> In defense of the average guy, not everyone can go out and do great things, otherwise those things wouldn't be considered great anymore.
I incredibly, firmly disagree with this. The average person actualizes maybe - maybe 3% of their potential. It's possible for almost anyone to reach high level domain mastery in at least 2-3 fields in their lifetime, and make a at least a couple profound contributions in those fields. There's some hard tradeoffs involved, but it's something that almost anyone is capable of if they want it.
I don't think you even have to be smart, because college really just forces people who aren't really motivated to learn, to learn. I mean what's a better substitute for motivation than the threat of thousands of dollars going down the drain because you failed.
EDIT: and really even with the forcing learning is not guaranteed.
Sheerly out of curiosity, outside of your anecdote, what evidence or credentials do you have to make that claim?
Now, I'm not saying you're unqualified or wrong to make that claim — I merely would like to know what you're basing that statement upon. I see a lot of people make statements like this one based on a few prominent data points, completely ignoring the vast number of data points that don't fit their claim. It seems wrong, especially for a community so hell-bent on accurate, useful data.

(Stored items)
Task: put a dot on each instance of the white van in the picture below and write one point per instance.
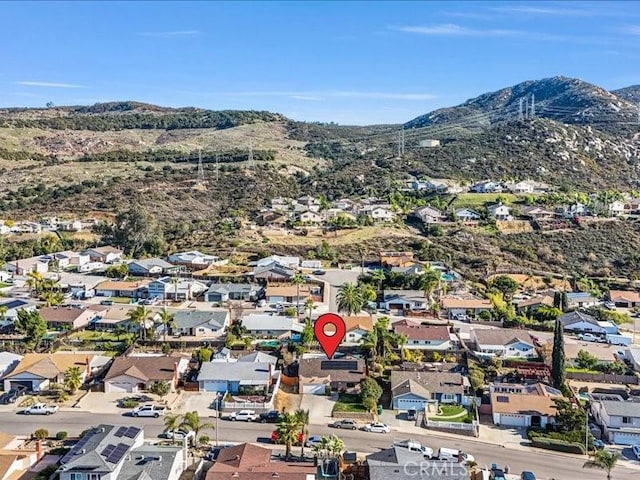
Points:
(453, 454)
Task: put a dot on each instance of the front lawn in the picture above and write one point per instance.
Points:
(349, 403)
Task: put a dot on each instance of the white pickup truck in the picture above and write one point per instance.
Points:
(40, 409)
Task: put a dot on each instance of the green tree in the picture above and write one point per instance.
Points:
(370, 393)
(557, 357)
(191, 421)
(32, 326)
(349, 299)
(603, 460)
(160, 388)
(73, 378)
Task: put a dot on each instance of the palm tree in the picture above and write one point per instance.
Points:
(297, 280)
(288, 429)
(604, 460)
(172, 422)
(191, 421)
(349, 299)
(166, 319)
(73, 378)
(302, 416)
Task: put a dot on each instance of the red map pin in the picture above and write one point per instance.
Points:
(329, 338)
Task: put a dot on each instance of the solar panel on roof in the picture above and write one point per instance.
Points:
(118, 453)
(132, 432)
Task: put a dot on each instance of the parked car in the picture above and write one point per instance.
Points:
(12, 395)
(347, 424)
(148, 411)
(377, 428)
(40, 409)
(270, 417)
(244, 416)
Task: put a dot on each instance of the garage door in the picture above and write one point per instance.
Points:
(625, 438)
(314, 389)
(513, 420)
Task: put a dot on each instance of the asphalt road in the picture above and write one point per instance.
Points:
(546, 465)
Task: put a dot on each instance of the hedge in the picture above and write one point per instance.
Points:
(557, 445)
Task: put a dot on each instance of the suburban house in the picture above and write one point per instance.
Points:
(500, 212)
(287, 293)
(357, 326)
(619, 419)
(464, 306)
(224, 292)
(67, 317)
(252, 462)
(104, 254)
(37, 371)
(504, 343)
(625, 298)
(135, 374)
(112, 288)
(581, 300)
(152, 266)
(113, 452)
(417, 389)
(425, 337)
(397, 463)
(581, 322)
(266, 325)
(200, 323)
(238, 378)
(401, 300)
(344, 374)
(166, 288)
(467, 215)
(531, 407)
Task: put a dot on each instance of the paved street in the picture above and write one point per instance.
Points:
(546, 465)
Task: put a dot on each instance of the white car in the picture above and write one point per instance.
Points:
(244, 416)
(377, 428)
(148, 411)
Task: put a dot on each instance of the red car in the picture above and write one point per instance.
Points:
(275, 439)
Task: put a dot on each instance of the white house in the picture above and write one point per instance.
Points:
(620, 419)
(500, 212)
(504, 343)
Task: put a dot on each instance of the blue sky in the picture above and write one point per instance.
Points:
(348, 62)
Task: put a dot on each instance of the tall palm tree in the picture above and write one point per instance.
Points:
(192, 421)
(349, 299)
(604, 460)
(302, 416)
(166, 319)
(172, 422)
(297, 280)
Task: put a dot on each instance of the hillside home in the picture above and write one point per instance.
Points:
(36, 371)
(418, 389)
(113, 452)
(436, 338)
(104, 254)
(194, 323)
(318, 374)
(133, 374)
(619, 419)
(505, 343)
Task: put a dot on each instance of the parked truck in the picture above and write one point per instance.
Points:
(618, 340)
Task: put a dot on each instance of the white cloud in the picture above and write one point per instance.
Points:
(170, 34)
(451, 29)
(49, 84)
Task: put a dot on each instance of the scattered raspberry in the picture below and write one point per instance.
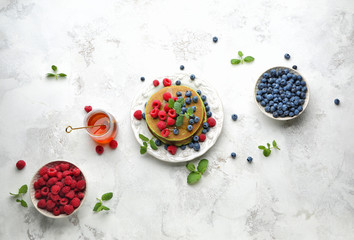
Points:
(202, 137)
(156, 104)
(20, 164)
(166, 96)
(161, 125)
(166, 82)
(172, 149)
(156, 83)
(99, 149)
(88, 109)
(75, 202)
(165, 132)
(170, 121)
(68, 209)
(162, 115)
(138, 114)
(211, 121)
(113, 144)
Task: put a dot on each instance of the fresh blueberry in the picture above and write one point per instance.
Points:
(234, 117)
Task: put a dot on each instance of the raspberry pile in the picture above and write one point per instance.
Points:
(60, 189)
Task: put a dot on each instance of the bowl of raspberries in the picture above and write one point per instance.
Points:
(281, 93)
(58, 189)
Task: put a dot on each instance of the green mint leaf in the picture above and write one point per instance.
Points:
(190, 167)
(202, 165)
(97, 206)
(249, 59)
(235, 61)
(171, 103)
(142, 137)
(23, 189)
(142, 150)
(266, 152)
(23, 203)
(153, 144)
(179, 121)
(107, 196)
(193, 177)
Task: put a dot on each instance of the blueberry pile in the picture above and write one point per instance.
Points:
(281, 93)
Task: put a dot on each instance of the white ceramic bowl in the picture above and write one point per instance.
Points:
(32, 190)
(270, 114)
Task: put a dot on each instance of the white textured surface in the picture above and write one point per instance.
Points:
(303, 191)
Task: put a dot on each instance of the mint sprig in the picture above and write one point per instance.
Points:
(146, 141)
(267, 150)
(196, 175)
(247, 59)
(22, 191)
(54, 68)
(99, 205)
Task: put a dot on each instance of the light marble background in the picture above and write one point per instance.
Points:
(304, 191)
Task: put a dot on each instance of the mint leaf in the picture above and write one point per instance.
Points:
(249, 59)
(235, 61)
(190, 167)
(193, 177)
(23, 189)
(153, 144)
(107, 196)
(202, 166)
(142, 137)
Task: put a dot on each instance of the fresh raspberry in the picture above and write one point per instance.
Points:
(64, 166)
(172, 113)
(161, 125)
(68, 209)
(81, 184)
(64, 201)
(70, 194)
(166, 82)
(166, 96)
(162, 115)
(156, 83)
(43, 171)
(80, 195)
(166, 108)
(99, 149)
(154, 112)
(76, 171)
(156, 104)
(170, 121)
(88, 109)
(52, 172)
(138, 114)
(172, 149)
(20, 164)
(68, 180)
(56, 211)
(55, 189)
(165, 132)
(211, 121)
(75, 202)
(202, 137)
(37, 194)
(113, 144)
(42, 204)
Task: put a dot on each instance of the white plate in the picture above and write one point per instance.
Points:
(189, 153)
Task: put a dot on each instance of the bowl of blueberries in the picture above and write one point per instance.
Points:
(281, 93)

▸ QUESTIONS ON THE MATERIAL
- 1) In the discussion about people's potential, how much of their potential does the average person actualize, according to the commenter who disagrees?
- 2) Continue the discussion about people's potential, starting after its last sentence.

▸ ANSWERS BELOW
- 1) Maybe 3% of it.

- 2)
Totally agree with the above. Everyone can remember when success is achieved but no one seems to care about the thousands who fail trying to do the same thing. That is why medicine, my field, is no longer practiced anecdotally but based on evidence.
Sure, but how many people dropped out of college with aspirations to do something great and then failed?
More to the point, does college really have any particular impact on such matters? If Bill Gates had finished his degree, would he have still been as successful? If Don Knuth had dropped out, would he have still been as successful?
I went to High School with a guy named Chris. He dropped out of college to do programming work, and I stayed on, eventually going to grad school.
Now he's the founder of GitHub and I'm some no-name programmer working for a financial company nobody's ever heard of.